## TASK INSTRUCTIONS:
**1)** Which company published the 1953 book on metalsmithing and jewelry quoted in the source text?
**2)** In one to three sentences, state the reason the source text gives for the individual finding it increasingly difficult to be an individual.

Adult jewelry making class, Westchester Workshop, New York, circa 1950's.
While going through some old jewelry books that had been given to me and deciding what to add to my collection and what to pass on to others, I came upon a pale blue cloth-bound book with well-worn edges, slick glossy pages, and an unexpected amount of insight into the nature of society, the creative pursuits, and the impact of technology on our health and daily lives. The following quote is taken from D. Kenneth Winebrenner's 1953 text on metalsmithing and jewelry - "Jewelry Making As an Art Expression", International Textbook Company, Scranton, PA.
Finding a Way to Be an Individual
"Life has become so highly mechanized and standardized in our industrial society that the individual finds it increasingly difficult to be an individual. The calm monotony of his stereotyped existence gives way alternatively to feelings of unrest, fear, and frustration as he faces the confusion, uncertainty, and nervous tensions of our times. He searches for peace and security, and purchases it at the price of conflict and insecurity. Striving so hard to be a person, he fears a future which may bring more regimentation and less individuality.

## PROVIDED INFORMATION:
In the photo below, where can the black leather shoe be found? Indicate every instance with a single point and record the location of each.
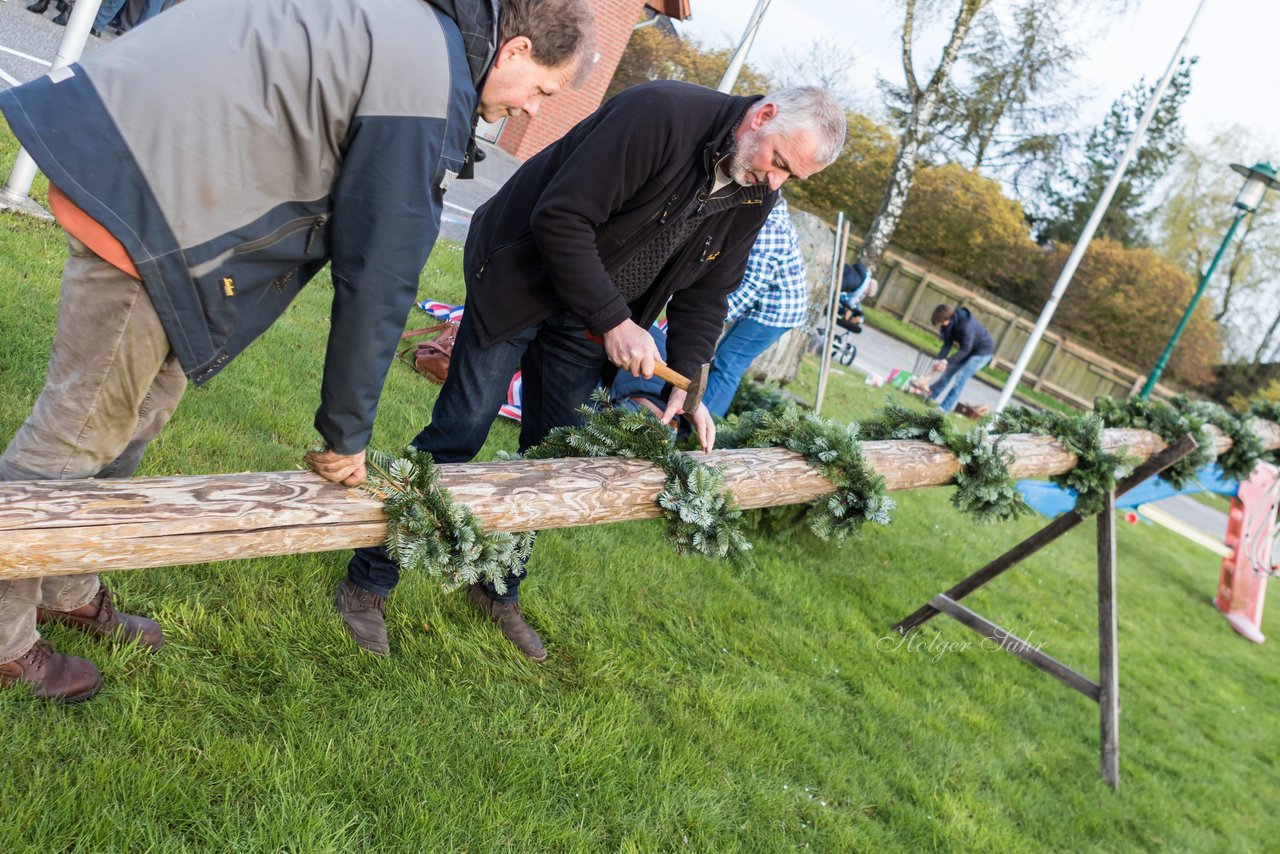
(511, 621)
(50, 675)
(365, 616)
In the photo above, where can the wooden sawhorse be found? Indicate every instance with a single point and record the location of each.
(1106, 690)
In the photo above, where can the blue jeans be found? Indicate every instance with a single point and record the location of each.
(560, 368)
(956, 374)
(109, 8)
(744, 341)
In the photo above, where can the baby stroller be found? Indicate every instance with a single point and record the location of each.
(849, 323)
(849, 314)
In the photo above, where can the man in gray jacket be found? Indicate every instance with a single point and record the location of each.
(205, 168)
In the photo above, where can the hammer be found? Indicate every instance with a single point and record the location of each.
(693, 386)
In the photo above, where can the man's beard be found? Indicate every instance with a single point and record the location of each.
(740, 161)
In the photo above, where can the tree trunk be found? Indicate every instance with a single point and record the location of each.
(924, 103)
(1267, 339)
(68, 526)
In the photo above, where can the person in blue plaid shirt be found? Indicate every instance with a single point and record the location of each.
(772, 298)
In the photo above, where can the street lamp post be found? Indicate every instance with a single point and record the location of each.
(1257, 179)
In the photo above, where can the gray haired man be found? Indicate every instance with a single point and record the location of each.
(206, 167)
(649, 204)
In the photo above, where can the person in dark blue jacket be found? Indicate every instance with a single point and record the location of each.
(280, 136)
(974, 348)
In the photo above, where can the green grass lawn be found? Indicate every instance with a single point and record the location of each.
(685, 706)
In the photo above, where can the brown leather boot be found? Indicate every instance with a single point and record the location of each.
(51, 675)
(101, 620)
(365, 616)
(507, 615)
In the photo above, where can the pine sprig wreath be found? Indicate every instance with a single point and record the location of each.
(1096, 469)
(1246, 450)
(752, 396)
(983, 487)
(1269, 410)
(1169, 424)
(831, 448)
(702, 517)
(426, 530)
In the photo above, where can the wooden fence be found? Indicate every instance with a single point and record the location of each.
(910, 287)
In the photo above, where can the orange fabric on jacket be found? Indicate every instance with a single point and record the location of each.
(90, 232)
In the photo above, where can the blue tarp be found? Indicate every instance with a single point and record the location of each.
(1050, 499)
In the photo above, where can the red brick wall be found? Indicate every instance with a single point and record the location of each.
(524, 137)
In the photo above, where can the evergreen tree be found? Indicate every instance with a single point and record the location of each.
(1070, 205)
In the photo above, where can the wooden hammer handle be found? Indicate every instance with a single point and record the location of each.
(661, 370)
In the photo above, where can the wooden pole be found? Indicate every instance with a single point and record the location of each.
(69, 526)
(1109, 654)
(837, 269)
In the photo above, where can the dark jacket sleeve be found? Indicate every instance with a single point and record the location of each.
(695, 315)
(387, 206)
(947, 337)
(617, 156)
(967, 337)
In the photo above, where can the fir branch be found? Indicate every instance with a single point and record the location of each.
(428, 531)
(831, 448)
(1246, 450)
(1269, 410)
(983, 487)
(1169, 424)
(757, 396)
(1096, 470)
(702, 517)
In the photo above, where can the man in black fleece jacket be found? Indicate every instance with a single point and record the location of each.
(974, 348)
(650, 202)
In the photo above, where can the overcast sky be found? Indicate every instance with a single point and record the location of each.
(1235, 41)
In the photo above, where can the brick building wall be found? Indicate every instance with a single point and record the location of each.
(524, 137)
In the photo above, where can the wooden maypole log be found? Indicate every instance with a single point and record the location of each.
(68, 526)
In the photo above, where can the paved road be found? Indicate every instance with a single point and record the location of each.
(878, 354)
(28, 42)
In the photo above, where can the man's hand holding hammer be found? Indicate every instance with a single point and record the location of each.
(632, 350)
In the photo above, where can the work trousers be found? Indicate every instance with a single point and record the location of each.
(560, 369)
(110, 387)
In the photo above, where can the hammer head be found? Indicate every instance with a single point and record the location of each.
(696, 386)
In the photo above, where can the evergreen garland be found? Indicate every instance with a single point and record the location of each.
(1096, 469)
(983, 487)
(702, 517)
(1246, 448)
(831, 448)
(1169, 424)
(1269, 410)
(428, 530)
(752, 396)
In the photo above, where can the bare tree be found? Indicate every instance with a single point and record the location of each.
(923, 103)
(826, 62)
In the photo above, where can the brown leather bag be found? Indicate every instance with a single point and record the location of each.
(432, 357)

## SOLVED TASKS:
**1)** International Textbook Company, of Scranton, PA.

**2)** The quoted passage states that life in an industrial society has become so highly mechanized and standardized that the individual finds it increasingly difficult to be an individual.